____ RECORDS FOR THIS TASK
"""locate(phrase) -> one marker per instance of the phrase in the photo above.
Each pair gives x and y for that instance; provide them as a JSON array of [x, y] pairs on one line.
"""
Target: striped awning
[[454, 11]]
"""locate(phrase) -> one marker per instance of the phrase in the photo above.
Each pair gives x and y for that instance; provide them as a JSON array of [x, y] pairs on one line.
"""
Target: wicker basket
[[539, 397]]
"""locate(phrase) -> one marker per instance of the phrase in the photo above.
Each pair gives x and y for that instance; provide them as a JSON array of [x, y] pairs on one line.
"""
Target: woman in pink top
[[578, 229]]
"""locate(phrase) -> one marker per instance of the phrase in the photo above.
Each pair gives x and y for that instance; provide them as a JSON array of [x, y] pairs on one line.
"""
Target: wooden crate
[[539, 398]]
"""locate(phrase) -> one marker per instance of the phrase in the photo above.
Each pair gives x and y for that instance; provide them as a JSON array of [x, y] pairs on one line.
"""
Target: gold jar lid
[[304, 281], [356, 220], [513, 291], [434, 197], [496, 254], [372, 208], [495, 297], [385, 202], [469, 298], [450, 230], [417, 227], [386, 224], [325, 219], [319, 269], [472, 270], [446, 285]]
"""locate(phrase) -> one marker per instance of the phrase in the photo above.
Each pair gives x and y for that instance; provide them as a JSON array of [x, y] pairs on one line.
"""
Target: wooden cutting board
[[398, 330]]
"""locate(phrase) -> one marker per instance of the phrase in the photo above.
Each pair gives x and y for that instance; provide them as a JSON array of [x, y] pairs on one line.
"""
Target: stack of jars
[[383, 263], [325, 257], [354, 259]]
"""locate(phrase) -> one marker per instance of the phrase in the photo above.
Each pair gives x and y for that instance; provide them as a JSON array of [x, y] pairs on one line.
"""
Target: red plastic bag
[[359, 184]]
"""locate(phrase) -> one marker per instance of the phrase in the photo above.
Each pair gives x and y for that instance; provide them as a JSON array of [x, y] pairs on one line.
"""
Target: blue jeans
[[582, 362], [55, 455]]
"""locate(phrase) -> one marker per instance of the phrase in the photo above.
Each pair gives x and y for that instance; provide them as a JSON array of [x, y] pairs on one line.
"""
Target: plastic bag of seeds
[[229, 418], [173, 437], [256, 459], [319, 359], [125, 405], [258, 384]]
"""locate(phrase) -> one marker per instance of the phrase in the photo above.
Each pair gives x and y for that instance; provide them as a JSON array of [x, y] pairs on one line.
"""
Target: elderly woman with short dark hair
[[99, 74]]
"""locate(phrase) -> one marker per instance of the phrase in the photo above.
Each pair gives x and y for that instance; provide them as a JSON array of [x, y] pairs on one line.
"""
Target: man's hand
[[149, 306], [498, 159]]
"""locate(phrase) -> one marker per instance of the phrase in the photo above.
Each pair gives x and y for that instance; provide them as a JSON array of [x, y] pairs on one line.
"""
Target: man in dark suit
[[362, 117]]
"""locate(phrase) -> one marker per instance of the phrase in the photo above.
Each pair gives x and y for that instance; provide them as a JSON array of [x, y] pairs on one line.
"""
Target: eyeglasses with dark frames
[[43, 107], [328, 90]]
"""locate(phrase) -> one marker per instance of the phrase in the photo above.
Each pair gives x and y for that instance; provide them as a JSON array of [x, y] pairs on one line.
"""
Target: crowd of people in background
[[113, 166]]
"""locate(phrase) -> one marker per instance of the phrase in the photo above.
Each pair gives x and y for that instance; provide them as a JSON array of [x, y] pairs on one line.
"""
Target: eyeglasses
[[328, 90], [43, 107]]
________
→ WORK INSTRUCTIONS
Write out all of the data above again, swapping each "Target" for "Label" and keeping everything else the same.

→ SOLUTION TO THIS TASK
"""locate(phrase) -> one marker per instance of the phrase in the photo above.
Each pair gives x and y for that instance; provide them as a JSON array of [x, y] pairs on one line.
"""
Label: striped awning
[[454, 11]]
"""locate(phrase) -> one marker per instance of the phrase in the photo above.
Each pair gives x and y for that instance; provide them as a JSON array of [x, y] pairs on one line.
"""
Label: wicker basket
[[539, 397]]
"""locate(phrase) -> one marker per instance of the phrase in the photo above.
Each pair gives x and y for that instance; provide them as a JSON array of [x, y] pairs on one line.
"""
Label: woman in pink top
[[578, 229]]
"""locate(phrase) -> one marker per instance of the phrase in the photo above.
Each pair gives x and y for that instance; provide them as a JSON array of [x, y] pairs on one line.
"""
Label: wooden crate
[[539, 398]]
"""locate(phrase) -> one marker per instance of the phrase in the photo above.
Each pair gives x and y for that instance; provide them as a JSON array of [x, y] pairs on one line.
"""
Label: gold jar lid
[[304, 281], [356, 220], [513, 291], [434, 197], [496, 254], [372, 208], [495, 297], [385, 202], [469, 298], [450, 230], [417, 227], [386, 224], [325, 219], [319, 269], [472, 270], [446, 285]]
"""locate(phrase) -> one marker per instance of the phrase in the photo above.
Each pair gives x and y for that instance; provide them as a JSON array of [x, y] pairs on one line.
"""
Label: wooden cutting board
[[398, 330]]
"""locate(phrase) -> one marker per instance of the phrase in the photo above.
Each pair gives x and y for that instance; provide them as a JSON array of [x, y] pairs on one line.
"""
Label: stack of jars
[[383, 263], [325, 257], [354, 259]]
"""locate(phrase) -> one marker per instance of the phrase in the photo above.
Each pair gives x and y for that instance; provide them as a JSON array of [x, y] pairs on one line.
"""
Label: red plastic bag
[[359, 184]]
"""locate(phrase) -> one marker per instance of the phrase in the photo above.
Each pair gives x and y for that instance; provide them as a JSON array of [x, y] pairs on one line.
"""
Label: blue jeans
[[582, 362], [55, 455]]
"""locate(phrase) -> one marker per instance of the phrase in the photo above.
Each pair gives x and y for that instance; provide them as a JSON array of [x, y] pairs on one line.
"""
Label: plastic bag of seeds
[[229, 418], [173, 437], [256, 459], [319, 359], [125, 405], [258, 384]]
"""locate(phrase) -> one marker per instance of the phrase in the photo above.
Each pair gives x and y for that instance; provide them as a JSON array of [x, y] pairs on one line.
"""
Label: elderly woman with short dark hair
[[99, 74]]
"""locate(phrase) -> one marker per instance of the phrase in the photo above.
Each pair gives x and y for that instance; provide them as a JSON array of [x, y] pairs on one line.
"""
Label: man's hand
[[149, 306], [498, 159]]
"""locate(phrase) -> one marker per instance of the phrase in the photo above.
Each pair gives x and y for that instance; provide them as a JSON array of [x, y] pairs on one line.
"""
Label: man in dark suit
[[362, 117]]
"""locate(phrase) -> one marker per instance of the phrase in the photo above.
Each pair gives x and y for that instance; provide them as a JSON array of [x, y] pairs on one line.
"""
Label: eyeglasses with dark frames
[[43, 107], [328, 90]]
"""locate(phrase) -> one marker per instance of the phrase in the photo above.
Each pair gives x and y for that instance; provide them as a JSON array of [x, y] pairs on one line.
"""
Label: crowd of people in background
[[113, 166]]
"""locate(phrase) -> one marker per instance of the phrase in the photo above.
Each pair gives x and y for that instance; provide them as a JSON array of [x, y] pairs on one line.
"""
Label: eyeglasses
[[328, 90], [43, 107]]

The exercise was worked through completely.